Secondo una leggenda, qui la similitudine con il mito di Prometeo, Lucifero ed i suoi ebbero pietà del genere umano, costretto a vagare sulla terra, e chiesero agli altri angeli più vicini a Dio, d’intercedere per gli uomini, affinché fosse loro data la possibilità d’uscire dall’oscurità. Gli altri angeli, dice la leggenda, troppo persi nella contemplazione della maestà di Dio, non riferirono la supplica, cosicché Lucifero ed i suoi, disobbedendo, scesero sulla terra portando “luce” all’umanità; in questo sostituendosi a Dio, come Prometeo si era sostituito agli dèi, disobbedendo e ritenendosi pari a lui. Continua la leggenda che Dio, venuto a conoscenza dell’opera di Lucifero, condannò, lui ed i suoi a vivere sulla terra tra gli umani.
La caduta nell’oscurità dovrebbe essere letta in questa chiave: non sottoterra, ma dalla luminosità eterna dell’immagine di Dio, la caduta, avviene sulla terra, tra gli umani e le loro paure e quindi, rispetto a prima, nel buio più assoluto. La similitudine dov’è? Secondo il mito, ambedue ebbero pietà degli uomini. Per far questo, disobbedirono ai voleri divini, sostituendosi alla divinità, e pagando per questo ma, se da una parte il mito di Prometeo resiste in chiave positiva, in questo aiutato dalla sua collocazione tra i miti e le allegorie classiche, per Lucifero la questione è diversa. Ambedue dettero origine al genere umano, con le sue imperfezioni, paure, dolori. Le religioni monoteistiche si muovono su un dualismo imperfetto, tra la lotta del Bene ed il Male, dove, alternativamente, vince l’uno o l’altro. Diversamente dai greci antichi che assegnavano una divinità ad ogni manifestazione della natura, il monoteismo assegna Dio al Bene e Lucifero (Satana, l’avversario) al Male ma resta che attraverso il mito, ambedue le manifestazioni, Prometeo e Lucifero, hanno pari valenza nei confronti del genere umano.
Dio è inteso come Bene assoluto, ed illimitata perfezione, le sue vie sono imperscrutabili, come l’immagine ed i disegni che, sebbene possano essere tortuosi ed incomprensibili, portano sempre al bene. Lucifero, invece, rappresenta il libero arbitrio, la disobbedienza ad una via che, per quanto imperscrutabile, è diretta al Bene e che non è concesso a lui conoscere. Ribellandosi a Dio ma, soprattutto, cercando di sostituirsi a lui, commette un’empietà, da qui l’identificazione con il Male assoluto. Differentemente da Prometeo, la figura di Lucifero, è stata assorbita, metabolizzata, dalla filosofia, prima e dalla teologia, poi, giungendo fino a noi come l’immagine negativa per eccellenza. Sicuramente il mito lascia ampi spazi di riflessione, al di fuori d’ogni schema religioso, non ultimi quelli che riconducono ai perché del Male e del Bene.
Ambedue, Prometeo e Lucifero e secondo il mito, hanno portato l’umanità a riflettere su se stessa, offrendo uno strumento di conoscenza, ed anche la capacità di saper discernere ciò che è Bene da ciò che è Male, ma, per quanto riguarda “l’uso” dell’uno o dell’altro, hanno lasciato quello che è il “libero arbitrio”, o meglio, hanno offerto gli strumenti ma lasciando l’opportunità di scelta. Il modo come l’umanità lo sta facendo non può essere, se si vuol seguire il mito, addossato né all’uno, né all’altro.

## [Consegna]
Rispondi in base al testo su Lucifero e Prometeo:
(a) Secondo la leggenda, perché gli altri angeli non riferirono la supplica?
(b) A chi il monoteismo assegna il Male?
(c) Che cosa rappresenta Lucifero?
Le voci provengono da una fonte diversa dal testo.

Registrazioni di punti etichettati

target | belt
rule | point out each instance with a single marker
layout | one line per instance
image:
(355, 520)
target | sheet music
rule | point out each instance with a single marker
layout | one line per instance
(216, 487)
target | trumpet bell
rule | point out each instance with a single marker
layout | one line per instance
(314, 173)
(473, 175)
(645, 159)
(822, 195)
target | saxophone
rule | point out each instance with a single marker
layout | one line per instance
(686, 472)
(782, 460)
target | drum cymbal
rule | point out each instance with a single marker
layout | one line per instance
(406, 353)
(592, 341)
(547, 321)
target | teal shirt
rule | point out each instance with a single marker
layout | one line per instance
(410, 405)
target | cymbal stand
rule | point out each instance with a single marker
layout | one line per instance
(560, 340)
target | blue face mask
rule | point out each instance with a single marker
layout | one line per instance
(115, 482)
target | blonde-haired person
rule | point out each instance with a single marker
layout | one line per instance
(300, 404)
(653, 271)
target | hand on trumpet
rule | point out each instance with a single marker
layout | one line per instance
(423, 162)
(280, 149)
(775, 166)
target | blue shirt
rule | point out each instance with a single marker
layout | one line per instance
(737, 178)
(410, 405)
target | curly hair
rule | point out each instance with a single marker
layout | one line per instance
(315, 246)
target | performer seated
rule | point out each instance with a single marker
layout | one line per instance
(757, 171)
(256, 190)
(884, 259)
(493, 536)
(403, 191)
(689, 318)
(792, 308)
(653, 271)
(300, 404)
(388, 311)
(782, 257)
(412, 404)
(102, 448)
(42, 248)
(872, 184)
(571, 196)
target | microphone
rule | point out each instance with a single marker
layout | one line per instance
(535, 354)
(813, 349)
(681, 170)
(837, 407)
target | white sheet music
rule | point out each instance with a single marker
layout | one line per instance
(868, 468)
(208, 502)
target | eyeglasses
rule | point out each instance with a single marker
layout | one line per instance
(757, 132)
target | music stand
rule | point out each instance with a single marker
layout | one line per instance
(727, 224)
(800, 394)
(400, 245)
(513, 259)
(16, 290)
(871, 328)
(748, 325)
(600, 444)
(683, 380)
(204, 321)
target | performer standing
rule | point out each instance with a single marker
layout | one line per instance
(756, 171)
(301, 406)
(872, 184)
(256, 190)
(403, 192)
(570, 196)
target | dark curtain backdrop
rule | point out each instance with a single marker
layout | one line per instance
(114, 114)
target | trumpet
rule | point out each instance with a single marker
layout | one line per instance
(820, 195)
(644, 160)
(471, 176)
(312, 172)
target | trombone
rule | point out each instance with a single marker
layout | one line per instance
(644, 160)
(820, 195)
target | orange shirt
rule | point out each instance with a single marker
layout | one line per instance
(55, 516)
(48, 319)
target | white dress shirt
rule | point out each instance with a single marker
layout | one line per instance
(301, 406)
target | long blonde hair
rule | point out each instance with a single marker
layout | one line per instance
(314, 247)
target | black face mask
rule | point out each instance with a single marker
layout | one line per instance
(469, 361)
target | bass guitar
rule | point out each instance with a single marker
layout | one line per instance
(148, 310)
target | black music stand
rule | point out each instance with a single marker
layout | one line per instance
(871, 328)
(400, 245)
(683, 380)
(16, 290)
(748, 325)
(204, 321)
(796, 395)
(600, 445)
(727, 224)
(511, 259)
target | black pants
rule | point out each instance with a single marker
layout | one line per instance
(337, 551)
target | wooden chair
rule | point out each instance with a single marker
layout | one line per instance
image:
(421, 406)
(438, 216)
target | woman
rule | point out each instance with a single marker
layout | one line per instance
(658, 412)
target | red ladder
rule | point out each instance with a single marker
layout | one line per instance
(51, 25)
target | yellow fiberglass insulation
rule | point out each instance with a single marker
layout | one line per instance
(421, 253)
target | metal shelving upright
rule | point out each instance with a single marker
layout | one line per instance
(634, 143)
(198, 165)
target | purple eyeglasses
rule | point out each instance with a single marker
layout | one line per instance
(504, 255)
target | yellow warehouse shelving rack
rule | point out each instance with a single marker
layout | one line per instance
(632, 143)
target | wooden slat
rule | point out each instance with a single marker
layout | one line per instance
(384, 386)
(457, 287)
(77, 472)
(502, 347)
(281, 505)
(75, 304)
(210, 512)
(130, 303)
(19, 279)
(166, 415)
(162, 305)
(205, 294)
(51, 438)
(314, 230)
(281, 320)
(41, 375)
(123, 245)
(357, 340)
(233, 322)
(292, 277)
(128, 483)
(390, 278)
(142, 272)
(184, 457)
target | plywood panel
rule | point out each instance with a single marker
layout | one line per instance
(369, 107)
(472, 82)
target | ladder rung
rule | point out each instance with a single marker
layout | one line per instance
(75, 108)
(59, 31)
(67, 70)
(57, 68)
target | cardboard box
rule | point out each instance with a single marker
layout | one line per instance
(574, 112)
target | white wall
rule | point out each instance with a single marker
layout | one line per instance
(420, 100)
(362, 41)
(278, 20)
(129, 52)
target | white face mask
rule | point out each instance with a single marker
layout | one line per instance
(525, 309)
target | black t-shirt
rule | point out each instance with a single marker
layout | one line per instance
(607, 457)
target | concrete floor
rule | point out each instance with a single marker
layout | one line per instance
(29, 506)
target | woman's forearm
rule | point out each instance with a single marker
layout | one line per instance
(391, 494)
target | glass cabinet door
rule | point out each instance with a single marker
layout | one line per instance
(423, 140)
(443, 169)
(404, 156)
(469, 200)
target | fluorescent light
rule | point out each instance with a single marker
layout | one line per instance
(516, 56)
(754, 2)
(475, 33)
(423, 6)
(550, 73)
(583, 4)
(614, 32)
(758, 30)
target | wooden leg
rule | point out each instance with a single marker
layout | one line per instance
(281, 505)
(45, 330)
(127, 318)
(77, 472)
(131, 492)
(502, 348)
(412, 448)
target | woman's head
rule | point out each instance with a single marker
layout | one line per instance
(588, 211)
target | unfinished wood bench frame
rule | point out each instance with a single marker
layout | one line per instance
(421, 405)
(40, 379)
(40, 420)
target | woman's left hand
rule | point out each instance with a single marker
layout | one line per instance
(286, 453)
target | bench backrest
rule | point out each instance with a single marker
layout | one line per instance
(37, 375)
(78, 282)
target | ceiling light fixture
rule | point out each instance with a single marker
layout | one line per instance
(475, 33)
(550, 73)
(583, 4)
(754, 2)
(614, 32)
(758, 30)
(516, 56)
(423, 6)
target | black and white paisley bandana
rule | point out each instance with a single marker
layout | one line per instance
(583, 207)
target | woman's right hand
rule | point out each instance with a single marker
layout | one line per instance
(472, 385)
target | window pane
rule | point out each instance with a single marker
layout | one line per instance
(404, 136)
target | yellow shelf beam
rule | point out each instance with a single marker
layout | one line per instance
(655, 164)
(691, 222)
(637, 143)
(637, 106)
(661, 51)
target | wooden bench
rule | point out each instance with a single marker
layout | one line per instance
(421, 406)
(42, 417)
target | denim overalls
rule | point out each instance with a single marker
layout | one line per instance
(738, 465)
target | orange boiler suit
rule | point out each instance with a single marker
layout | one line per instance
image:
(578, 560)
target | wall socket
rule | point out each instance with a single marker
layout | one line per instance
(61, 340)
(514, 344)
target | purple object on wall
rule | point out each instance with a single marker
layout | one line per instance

## [Soluzione]
(a) Perché erano troppo persi nella contemplazione della maestà di Dio.
(b) A Lucifero (Satana, l'avversario).
(c) Il libero arbitrio, cioè la disobbedienza a una via che, per quanto imperscrutabile, è diretta al Bene.